⟨

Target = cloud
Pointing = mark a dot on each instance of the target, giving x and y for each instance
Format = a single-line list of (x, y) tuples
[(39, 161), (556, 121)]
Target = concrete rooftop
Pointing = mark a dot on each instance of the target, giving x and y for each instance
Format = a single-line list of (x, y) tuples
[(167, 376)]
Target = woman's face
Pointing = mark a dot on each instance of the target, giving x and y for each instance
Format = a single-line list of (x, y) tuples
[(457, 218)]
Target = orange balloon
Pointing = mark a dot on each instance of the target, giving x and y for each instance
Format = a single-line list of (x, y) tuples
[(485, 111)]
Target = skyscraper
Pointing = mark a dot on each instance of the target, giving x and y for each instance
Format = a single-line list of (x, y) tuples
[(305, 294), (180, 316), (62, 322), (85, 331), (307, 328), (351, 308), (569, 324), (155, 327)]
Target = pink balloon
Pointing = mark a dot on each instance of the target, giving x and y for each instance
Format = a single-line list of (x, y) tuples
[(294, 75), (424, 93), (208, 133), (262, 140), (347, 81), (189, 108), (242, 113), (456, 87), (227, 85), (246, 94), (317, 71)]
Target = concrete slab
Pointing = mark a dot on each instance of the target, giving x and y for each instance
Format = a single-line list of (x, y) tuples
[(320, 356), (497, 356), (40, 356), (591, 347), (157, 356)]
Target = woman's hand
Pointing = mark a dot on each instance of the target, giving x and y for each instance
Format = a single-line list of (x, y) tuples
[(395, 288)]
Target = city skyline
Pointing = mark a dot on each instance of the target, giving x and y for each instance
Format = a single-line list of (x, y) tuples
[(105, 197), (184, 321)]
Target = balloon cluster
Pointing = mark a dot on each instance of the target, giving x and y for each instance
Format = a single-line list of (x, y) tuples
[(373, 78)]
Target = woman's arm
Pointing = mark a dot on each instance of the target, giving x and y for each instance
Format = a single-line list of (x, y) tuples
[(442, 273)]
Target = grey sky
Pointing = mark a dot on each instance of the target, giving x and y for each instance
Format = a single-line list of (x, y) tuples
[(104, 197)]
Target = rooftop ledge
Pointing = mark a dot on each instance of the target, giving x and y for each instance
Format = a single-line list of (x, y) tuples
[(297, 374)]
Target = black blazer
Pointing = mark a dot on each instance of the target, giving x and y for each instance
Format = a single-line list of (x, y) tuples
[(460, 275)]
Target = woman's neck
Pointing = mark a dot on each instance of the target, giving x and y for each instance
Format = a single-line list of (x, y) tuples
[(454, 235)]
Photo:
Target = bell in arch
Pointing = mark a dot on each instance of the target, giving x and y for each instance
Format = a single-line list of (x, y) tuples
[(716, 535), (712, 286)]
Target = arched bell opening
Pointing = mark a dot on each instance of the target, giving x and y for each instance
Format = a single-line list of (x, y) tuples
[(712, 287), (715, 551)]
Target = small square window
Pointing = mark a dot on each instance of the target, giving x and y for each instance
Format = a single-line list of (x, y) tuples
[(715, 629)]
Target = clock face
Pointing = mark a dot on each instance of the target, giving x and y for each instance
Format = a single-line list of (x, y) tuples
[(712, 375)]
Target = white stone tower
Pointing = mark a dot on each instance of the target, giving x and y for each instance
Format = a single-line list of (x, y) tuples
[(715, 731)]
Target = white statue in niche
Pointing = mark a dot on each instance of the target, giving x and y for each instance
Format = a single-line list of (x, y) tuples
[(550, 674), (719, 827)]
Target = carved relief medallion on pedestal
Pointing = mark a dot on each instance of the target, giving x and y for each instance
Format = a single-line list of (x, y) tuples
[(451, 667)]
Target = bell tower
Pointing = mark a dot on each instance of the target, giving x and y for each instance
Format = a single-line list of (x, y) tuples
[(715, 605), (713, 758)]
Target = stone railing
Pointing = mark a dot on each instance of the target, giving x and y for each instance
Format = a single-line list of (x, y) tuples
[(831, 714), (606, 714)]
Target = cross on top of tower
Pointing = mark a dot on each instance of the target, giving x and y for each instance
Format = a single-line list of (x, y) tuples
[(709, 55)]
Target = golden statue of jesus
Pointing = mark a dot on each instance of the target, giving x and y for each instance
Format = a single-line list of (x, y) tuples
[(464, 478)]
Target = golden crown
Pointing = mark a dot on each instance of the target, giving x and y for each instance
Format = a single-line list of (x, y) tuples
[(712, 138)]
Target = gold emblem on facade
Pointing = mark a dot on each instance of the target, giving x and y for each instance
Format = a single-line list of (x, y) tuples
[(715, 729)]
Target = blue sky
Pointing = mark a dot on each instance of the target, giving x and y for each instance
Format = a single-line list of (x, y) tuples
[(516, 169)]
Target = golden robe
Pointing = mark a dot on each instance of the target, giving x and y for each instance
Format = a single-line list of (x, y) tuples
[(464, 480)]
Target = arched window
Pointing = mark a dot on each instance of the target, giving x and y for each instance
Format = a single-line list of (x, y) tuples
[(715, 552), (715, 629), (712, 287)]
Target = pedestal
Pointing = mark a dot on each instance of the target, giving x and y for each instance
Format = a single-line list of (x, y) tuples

⟩

What needs to be done
Find every line above that contains the word "concrete", and return each one.

Expected output
Target = concrete rooftop
Target = concrete slab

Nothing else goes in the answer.